## Supplied passage
══════

The SEC’s Chairman, Christopher Cox, typically describes the SEC as a “law enforcement agency.” The election of Barack Obama and a House and Senate dominated by the Democratic Party will likely change this job description.
Under the US Constitution, law enforcement is the duty of our executive branch of government. Chairman Cox’s statement shows that he thinks the SEC is part of the executive branch, a view shared by the Security Traders Association and many other industry participants. The SEC’s primary duty, under this theory, is to catch bad guys.
To give credit where it is due, under Chairman Cox’s leadership, the SEC has devoted considerable enforcement resources to rooting out fraudsters, particularly the low budget scammers. The SEC has been particularly effective in recent years dealing with micro-cap and small hedge fund frauds. I receive many fewer emails inviting me to buy some obscure stock because of great news about its issuer. My impression is that the racketeers who made a living selling worthless securities through market quotes on the Bulletin Board have pretty much been driven out of business. This is good work, and Chairman Cox deserves credit for chasing these people away from the nation’s securities markets.
Nonetheless, the SEC is not primarily a law enforcement agency. Instead, Congress organized the SEC as an independent agency, which means it is not part of the executive, legislative or judicial branches of the Federal Government. Independent agencies belong to all three branches. So, in addition to law enforcement powers, Congress endowed the SEC with rule-making authority. This means that it has the power to make laws. Congress also ordained that the SEC would have judicial power. It has the authority to interpret the rules it makes.
Constitutional literalists have always struggled with the idea of “independent agencies.” The Constitution says there shall be three branches of government. Independent agencies would appear to belong to a fourth branch. And placing executive, legislative and judicial powers inside one agency appears to violate the separation of powers doctrine, believed by the founders to be an important protection against tyranny.

══════

## Data shown
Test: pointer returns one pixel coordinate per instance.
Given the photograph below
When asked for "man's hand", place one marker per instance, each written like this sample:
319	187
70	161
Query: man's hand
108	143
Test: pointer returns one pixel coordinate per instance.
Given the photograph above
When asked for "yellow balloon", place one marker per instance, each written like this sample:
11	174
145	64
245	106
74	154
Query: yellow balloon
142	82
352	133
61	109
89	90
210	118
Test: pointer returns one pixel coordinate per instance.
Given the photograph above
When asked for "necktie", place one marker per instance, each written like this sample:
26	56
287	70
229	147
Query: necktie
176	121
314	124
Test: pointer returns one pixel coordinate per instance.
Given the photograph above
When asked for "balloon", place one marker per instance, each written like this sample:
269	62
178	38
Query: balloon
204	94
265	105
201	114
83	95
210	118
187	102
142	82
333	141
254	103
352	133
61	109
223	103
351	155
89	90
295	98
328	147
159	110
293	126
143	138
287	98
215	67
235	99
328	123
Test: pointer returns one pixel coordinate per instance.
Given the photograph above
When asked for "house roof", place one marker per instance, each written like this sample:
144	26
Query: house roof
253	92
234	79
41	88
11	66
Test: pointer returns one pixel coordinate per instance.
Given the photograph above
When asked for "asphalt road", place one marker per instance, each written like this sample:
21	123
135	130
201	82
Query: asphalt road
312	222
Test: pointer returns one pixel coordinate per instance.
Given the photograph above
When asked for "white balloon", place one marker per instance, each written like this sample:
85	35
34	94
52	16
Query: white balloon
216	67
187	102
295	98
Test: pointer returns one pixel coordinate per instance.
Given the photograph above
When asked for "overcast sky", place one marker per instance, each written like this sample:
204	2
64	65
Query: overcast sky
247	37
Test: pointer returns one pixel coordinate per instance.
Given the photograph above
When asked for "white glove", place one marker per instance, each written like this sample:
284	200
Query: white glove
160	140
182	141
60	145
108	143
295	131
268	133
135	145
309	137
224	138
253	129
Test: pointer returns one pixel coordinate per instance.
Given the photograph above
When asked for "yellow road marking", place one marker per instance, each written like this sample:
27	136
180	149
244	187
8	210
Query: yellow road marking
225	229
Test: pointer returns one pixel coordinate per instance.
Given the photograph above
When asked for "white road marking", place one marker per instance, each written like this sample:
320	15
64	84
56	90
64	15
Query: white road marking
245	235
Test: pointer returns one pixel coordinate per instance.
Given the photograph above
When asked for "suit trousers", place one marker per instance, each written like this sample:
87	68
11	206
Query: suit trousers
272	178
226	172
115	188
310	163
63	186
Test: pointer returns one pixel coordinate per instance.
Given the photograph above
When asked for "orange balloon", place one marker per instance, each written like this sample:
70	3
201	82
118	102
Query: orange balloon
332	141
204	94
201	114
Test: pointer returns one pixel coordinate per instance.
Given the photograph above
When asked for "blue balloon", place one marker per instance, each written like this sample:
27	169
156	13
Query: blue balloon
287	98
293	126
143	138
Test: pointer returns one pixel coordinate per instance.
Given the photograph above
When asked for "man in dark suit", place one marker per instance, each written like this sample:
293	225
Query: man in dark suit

══════

## The tasks
**a.** According to the passage about the SEC, what kind of agency did Congress organize the SEC as?
**b.** Show every line of the listing that contains the string "balloon".

## Solved tasks
**a.** An independent agency.

**b.**
When asked for "yellow balloon", place one marker per instance, each written like this sample:
Query: yellow balloon
When asked for "balloon", place one marker per instance, each written like this sample:
Query: balloon
When asked for "white balloon", place one marker per instance, each written like this sample:
Query: white balloon
When asked for "orange balloon", place one marker per instance, each written like this sample:
Query: orange balloon
When asked for "blue balloon", place one marker per instance, each written like this sample:
Query: blue balloon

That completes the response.